**Exercise:**
Can you reproduce the listing below line for line, with nothing changed?
┌────────
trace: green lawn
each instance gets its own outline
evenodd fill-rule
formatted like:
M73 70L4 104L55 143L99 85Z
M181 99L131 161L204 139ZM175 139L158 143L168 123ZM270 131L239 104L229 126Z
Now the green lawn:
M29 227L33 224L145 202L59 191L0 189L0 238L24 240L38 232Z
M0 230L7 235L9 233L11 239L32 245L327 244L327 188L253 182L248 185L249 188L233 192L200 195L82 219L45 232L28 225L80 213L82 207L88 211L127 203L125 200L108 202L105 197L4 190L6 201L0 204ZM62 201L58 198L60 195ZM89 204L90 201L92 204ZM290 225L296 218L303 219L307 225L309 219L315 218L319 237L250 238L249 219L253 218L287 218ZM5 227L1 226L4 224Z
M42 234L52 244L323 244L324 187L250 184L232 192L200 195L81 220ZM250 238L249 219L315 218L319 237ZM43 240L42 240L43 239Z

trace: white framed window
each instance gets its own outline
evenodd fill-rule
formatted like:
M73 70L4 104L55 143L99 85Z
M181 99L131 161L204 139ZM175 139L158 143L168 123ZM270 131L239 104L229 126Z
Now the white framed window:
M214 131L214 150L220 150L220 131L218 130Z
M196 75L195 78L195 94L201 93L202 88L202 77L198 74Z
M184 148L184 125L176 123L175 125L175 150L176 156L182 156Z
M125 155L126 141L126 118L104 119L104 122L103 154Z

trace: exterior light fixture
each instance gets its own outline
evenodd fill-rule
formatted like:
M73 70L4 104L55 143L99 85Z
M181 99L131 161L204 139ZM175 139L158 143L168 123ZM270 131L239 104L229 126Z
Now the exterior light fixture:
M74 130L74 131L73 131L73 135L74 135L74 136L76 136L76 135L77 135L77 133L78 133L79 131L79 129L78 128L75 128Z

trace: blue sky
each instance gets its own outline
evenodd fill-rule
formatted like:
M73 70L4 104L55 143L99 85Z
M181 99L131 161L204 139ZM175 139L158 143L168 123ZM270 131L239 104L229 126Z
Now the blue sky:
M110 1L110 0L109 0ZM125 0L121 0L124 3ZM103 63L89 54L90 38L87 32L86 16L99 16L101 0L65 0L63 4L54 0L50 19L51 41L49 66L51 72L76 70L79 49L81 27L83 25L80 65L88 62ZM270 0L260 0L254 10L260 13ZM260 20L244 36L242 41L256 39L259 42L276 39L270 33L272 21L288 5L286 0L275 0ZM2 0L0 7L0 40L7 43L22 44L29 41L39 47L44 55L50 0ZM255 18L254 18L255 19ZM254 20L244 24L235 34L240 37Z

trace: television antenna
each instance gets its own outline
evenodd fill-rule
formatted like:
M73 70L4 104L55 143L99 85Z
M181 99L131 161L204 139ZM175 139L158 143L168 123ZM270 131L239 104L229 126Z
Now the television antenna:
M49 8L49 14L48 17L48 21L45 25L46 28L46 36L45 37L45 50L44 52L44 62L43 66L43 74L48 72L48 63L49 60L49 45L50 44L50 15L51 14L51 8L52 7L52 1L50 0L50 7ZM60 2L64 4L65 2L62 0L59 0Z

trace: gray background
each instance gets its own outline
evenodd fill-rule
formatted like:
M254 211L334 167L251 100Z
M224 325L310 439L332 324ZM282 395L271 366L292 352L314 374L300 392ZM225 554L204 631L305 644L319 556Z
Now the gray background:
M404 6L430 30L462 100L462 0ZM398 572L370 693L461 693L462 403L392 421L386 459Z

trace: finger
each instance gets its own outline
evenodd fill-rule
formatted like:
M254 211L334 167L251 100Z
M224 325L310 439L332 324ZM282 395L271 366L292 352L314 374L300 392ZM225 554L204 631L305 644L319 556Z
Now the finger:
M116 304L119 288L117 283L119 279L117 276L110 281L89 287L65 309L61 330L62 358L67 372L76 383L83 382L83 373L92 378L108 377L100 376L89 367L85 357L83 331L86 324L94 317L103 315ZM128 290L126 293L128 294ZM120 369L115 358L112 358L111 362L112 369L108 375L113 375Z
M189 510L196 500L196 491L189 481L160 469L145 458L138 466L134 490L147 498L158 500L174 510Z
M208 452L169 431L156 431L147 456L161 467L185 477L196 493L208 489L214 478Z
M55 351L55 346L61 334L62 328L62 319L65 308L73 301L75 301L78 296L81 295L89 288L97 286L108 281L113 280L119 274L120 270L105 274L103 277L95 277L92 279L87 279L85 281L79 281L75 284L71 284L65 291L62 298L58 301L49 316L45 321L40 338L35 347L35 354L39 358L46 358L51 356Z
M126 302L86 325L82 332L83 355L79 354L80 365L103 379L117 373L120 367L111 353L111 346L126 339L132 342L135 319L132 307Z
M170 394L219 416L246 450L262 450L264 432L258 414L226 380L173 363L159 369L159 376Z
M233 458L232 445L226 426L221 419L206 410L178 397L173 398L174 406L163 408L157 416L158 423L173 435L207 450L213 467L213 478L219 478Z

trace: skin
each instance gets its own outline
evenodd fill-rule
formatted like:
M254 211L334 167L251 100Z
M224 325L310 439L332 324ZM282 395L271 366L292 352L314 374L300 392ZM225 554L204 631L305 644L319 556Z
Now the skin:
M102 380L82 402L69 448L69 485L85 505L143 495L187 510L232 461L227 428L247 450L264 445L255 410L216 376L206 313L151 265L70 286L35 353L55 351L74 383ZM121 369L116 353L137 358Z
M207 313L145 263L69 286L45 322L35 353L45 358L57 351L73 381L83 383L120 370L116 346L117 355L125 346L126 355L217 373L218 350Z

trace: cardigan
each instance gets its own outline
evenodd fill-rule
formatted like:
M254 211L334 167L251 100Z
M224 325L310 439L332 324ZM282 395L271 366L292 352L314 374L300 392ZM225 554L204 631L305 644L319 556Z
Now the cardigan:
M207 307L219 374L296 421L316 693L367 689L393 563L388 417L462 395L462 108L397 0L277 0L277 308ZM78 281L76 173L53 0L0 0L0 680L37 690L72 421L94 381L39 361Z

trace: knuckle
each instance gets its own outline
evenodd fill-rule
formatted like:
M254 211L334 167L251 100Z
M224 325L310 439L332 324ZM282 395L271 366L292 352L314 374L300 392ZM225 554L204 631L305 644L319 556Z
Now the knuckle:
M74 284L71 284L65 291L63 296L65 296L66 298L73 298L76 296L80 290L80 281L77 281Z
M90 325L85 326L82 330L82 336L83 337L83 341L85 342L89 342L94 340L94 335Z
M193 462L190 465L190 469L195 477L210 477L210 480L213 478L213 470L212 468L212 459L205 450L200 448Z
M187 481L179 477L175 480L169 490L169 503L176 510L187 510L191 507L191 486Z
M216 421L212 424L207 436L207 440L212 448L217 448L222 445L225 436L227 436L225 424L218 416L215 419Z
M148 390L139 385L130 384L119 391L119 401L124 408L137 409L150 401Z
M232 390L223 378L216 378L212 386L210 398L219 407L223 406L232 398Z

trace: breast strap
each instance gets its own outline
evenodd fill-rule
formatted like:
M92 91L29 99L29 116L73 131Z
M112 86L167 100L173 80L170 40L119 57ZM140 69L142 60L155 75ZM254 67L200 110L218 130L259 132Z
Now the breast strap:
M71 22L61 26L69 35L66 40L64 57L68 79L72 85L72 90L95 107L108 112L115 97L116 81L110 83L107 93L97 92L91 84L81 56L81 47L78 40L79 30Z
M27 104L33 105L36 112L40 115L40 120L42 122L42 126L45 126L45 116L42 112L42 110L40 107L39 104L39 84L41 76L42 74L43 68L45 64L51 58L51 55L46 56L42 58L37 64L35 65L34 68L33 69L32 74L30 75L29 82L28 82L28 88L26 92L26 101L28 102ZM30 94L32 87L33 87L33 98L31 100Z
└────────
**Task output:**
trace: green lawn
each instance gets its own outline
evenodd fill-rule
formatted like:
M73 70L4 104L55 143L99 85Z
M181 99L131 161L204 139ZM175 139L158 143L168 123ZM270 131L239 104L229 126Z
Now the green lawn:
M29 227L33 224L145 202L59 191L0 189L0 238L24 240L38 232Z
M0 230L7 235L9 233L11 239L32 245L327 244L327 188L253 182L248 185L249 188L233 192L200 195L82 219L45 232L28 225L80 213L82 207L88 211L127 203L125 200L108 202L105 197L4 190L6 201L0 204ZM62 201L58 198L60 195ZM89 204L90 201L92 204ZM290 225L296 218L303 219L307 225L309 219L315 218L319 237L250 238L249 219L253 218L287 218ZM5 227L1 226L4 224Z
M42 234L52 244L323 244L324 187L250 184L232 192L200 195L81 220ZM250 238L249 219L315 218L319 237ZM43 240L42 240L43 239Z

trace: white framed window
each instance gets its own outline
evenodd fill-rule
formatted like:
M73 70L4 104L55 143L99 85Z
M181 99L131 161L204 139ZM175 139L158 143L168 123ZM270 131L239 104L229 126Z
Now the white framed window:
M214 131L214 150L220 150L220 131L218 130Z
M196 75L195 78L195 94L201 93L202 88L202 77L198 74Z
M184 148L184 125L176 123L175 125L175 150L176 156L182 156Z
M125 155L126 141L126 118L104 119L104 122L103 154Z

trace: exterior light fixture
each instance gets its own outline
evenodd fill-rule
formatted like:
M73 70L4 104L55 143L99 85Z
M181 99L131 161L204 139ZM175 139L158 143L168 123ZM270 131L239 104L229 126Z
Now the exterior light fixture:
M74 130L74 131L73 131L73 135L74 135L74 136L76 136L76 135L77 135L77 133L78 133L79 131L79 129L78 128L75 128Z

trace: blue sky
each instance gets its own outline
evenodd fill-rule
formatted like:
M73 70L4 104L55 143L99 85Z
M181 99L131 161L204 139ZM175 139L158 143L168 123ZM270 131L239 104L229 126Z
Now the blue sky:
M110 1L110 0L109 0ZM125 0L121 0L124 3ZM103 63L89 54L90 38L87 32L86 16L99 16L101 0L65 0L63 4L54 0L50 19L51 41L49 66L51 72L76 70L79 49L81 27L83 25L80 65L88 62ZM270 0L260 0L254 10L260 13ZM260 20L244 36L242 41L256 39L259 42L276 39L270 33L272 21L288 5L286 0L275 0ZM2 0L0 7L0 40L7 43L22 44L29 41L39 47L44 55L50 0ZM255 18L254 18L255 19ZM254 20L244 24L235 34L240 37Z

trace: television antenna
each instance gets its own outline
evenodd fill-rule
formatted like:
M73 70L4 104L55 143L99 85Z
M181 99L131 161L204 139ZM175 139L158 143L168 123ZM270 131L239 104L229 126Z
Now the television antenna:
M49 8L49 14L48 17L48 21L45 25L46 28L46 36L45 37L45 50L44 52L44 62L43 66L43 74L48 72L48 63L49 60L49 45L50 44L50 15L51 14L51 8L52 7L52 1L50 0L50 7ZM60 2L64 4L65 2L62 0L59 0Z

trace: gray background
each instance gets its own outline
evenodd fill-rule
formatted like:
M254 211L334 167L251 100Z
M224 325L310 439L332 324ZM282 395L271 366L292 352L314 374L300 392ZM225 554L204 631L305 644L319 556Z
Now the gray background:
M404 6L430 30L462 100L462 0ZM398 572L370 693L461 693L462 403L392 421L386 459Z

trace: finger
each instance gets its own outline
evenodd fill-rule
formatted like:
M254 211L334 167L251 100Z
M224 325L310 439L332 324ZM282 395L271 366L292 352L314 374L300 392ZM225 554L204 631L305 644L319 556Z
Now the finger:
M116 304L119 288L117 283L119 279L117 276L110 281L89 287L65 309L61 330L62 358L67 372L76 383L83 382L83 373L92 378L108 377L100 376L89 367L85 357L83 331L86 324L94 317L103 315ZM128 290L126 293L128 294ZM120 369L115 358L112 358L111 362L112 369L108 375L113 375Z
M189 510L196 500L196 491L189 481L160 469L145 458L138 466L134 490L147 498L158 500L174 510Z
M208 452L169 431L156 431L147 456L161 467L185 477L196 493L208 489L214 478Z
M55 351L55 346L61 334L62 328L62 319L65 308L73 301L75 301L78 296L81 295L89 288L97 286L108 281L113 280L119 274L120 270L105 274L103 277L95 277L92 279L87 279L85 281L79 281L75 284L71 284L65 291L62 298L58 301L49 316L45 321L40 338L35 347L35 354L39 358L46 358L51 356Z
M126 302L86 325L82 332L83 355L79 354L80 365L103 379L117 373L120 367L111 353L111 346L126 339L132 342L135 319L132 307Z
M170 394L219 416L246 450L262 450L264 432L258 414L226 380L173 363L159 369L159 376Z
M233 458L232 445L226 426L221 419L206 410L178 397L173 398L174 406L163 408L157 416L158 423L173 435L207 450L213 467L213 478L219 478Z

trace: skin
each instance gets its own outline
evenodd fill-rule
formatted like:
M254 211L334 167L251 100Z
M224 325L310 439L332 324ZM282 395L271 366L292 352L314 374L300 392ZM225 554L204 631L305 644L319 556Z
Now the skin:
M102 380L82 402L69 448L69 485L85 505L143 495L187 510L232 461L227 428L247 450L264 445L255 410L216 376L206 313L151 265L70 286L35 353L55 351L74 383ZM121 369L116 353L137 358Z
M207 313L145 263L69 286L45 322L35 353L45 358L57 351L73 381L83 383L120 370L116 346L117 355L125 346L126 355L217 373L218 350Z

trace: cardigan
each instance gets its own outline
evenodd fill-rule
formatted like:
M254 211L334 167L251 100Z
M224 325L310 439L332 324ZM282 395L271 366L292 352L314 374L300 392ZM225 554L204 631L305 644L319 556Z
Now the cardigan:
M207 307L219 374L296 421L316 693L367 689L393 563L388 417L462 395L462 108L397 0L277 0L277 308ZM78 281L76 173L53 0L0 0L0 680L37 690L72 421L94 381L39 361Z

trace: knuckle
each instance gets its own outline
evenodd fill-rule
formatted like:
M254 211L334 167L251 100Z
M224 325L310 439L332 324ZM282 395L271 366L292 352L314 374L300 392ZM225 554L204 631L305 644L319 556Z
Now the knuckle:
M74 284L71 284L65 291L63 296L65 296L66 298L73 298L76 296L80 290L80 281L77 281Z
M90 325L85 326L82 330L82 336L83 337L83 341L85 342L89 342L94 340L94 335Z
M193 462L190 465L190 469L195 477L210 477L210 480L213 478L213 470L212 468L212 459L205 450L200 448Z
M187 481L179 477L175 480L169 490L169 503L176 510L187 510L191 507L191 486Z
M216 421L212 424L207 436L207 440L212 448L217 448L222 445L225 436L227 436L225 424L218 416L215 419Z
M148 390L139 385L130 384L119 391L119 401L124 408L137 409L150 401Z
M232 390L223 378L216 378L212 386L210 398L219 407L223 406L232 398Z

trace: breast strap
each instance gets its own outline
evenodd fill-rule
formatted like:
M92 91L29 99L29 116L73 131Z
M112 86L167 100L173 80L170 40L119 57ZM140 69L142 60L155 75ZM254 67L200 110L218 130L259 132Z
Now the breast strap:
M71 22L61 26L69 35L66 40L64 57L68 79L72 85L72 90L95 107L108 112L115 97L116 81L110 83L107 93L97 92L91 84L81 56L81 47L78 40L79 30Z
M27 104L33 105L36 112L40 115L40 120L42 122L42 126L45 126L45 116L42 112L42 110L40 107L39 104L39 84L41 76L42 74L43 68L45 64L51 58L51 55L46 56L42 58L37 64L35 65L34 68L33 69L32 74L30 75L29 82L28 82L28 88L26 92L26 101L28 102ZM30 94L32 87L33 87L33 98L31 100Z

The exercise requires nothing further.